**TASK TO CARRY OUT**.
Present exactly, and only, the lines running from the line that contains "on the scattered" through the end of the entries below.

══ RECORDS FOR PROCESSING

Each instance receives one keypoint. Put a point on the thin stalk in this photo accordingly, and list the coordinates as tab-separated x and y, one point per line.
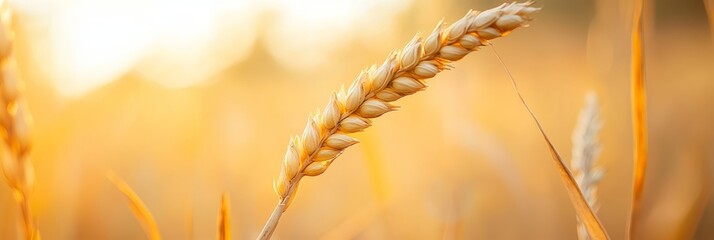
280	208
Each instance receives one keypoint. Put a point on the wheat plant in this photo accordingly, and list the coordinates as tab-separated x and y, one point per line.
370	95
586	151
15	122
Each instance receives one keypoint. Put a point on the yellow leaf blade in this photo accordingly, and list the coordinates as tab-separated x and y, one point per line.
141	212
224	219
639	117
582	208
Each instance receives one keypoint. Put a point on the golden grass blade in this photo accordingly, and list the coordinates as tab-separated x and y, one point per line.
709	7
224	219
582	208
141	212
326	135
639	117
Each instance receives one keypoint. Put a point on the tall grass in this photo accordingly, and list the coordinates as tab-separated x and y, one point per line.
639	116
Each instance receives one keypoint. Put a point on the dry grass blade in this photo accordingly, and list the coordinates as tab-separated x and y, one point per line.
582	208
586	150
141	212
639	120
224	219
15	124
370	95
709	7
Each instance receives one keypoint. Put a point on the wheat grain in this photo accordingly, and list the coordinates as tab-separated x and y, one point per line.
403	73
15	122
586	150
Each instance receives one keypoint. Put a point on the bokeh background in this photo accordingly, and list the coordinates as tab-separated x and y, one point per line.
187	99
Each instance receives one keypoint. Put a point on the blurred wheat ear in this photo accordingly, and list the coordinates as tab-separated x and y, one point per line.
224	219
586	150
583	210
639	117
15	120
403	73
141	212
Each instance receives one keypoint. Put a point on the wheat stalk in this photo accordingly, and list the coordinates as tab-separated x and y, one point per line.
141	212
15	121
224	219
586	150
403	73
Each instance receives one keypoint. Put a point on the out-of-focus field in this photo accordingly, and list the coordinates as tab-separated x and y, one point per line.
185	100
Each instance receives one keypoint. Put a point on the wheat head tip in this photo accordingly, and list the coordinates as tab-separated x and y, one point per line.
403	73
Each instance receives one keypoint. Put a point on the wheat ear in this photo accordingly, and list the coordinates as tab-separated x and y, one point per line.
15	121
586	150
403	73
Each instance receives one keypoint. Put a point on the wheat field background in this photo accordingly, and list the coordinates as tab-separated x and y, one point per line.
185	100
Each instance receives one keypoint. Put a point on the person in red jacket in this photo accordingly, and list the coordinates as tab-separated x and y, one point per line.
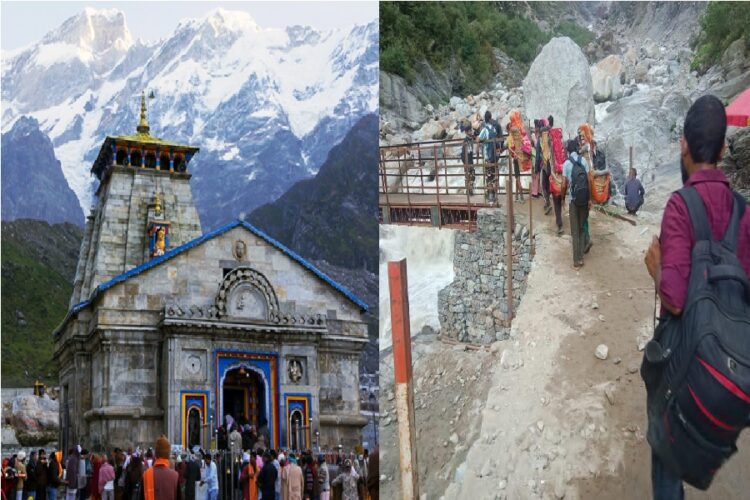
668	259
106	485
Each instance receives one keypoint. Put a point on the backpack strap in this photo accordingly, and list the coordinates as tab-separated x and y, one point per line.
733	229
697	210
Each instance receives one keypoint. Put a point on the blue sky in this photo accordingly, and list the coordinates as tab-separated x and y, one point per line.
25	22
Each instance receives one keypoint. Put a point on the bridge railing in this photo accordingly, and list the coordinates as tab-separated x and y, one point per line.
428	183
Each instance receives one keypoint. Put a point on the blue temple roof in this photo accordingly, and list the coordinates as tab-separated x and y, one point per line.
197	241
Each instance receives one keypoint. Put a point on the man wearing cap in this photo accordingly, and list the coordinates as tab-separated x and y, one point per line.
295	479
211	478
20	473
267	478
71	474
467	156
348	480
192	475
324	479
159	481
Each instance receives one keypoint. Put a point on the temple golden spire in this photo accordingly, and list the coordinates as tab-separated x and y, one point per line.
143	127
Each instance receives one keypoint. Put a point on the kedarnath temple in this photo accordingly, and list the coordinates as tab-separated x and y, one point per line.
170	330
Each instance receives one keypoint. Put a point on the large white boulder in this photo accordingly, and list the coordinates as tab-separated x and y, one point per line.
559	84
35	419
605	78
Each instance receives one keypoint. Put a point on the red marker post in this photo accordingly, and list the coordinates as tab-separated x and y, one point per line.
403	377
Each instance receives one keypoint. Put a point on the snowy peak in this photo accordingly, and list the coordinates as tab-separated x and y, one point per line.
260	102
231	20
94	31
302	35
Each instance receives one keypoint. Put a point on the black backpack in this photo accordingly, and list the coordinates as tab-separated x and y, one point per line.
579	183
697	367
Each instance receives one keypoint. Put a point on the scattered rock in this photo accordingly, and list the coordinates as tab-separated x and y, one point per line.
605	78
35	419
602	351
609	392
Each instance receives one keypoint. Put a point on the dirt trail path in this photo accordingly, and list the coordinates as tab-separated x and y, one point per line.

════

**RESULT OF THIS EXERCISE**.
Each instance receives one keypoint. Put a point on the scattered rock in this photo accordingly, and list the coordinates as tab-separated x and y, one point per line.
605	78
35	419
602	351
609	392
Each instance receives one keypoint. Put a point on the dirt trail path in this photo accordingly, and list the coordinates as tab-separated x and y, one point per line.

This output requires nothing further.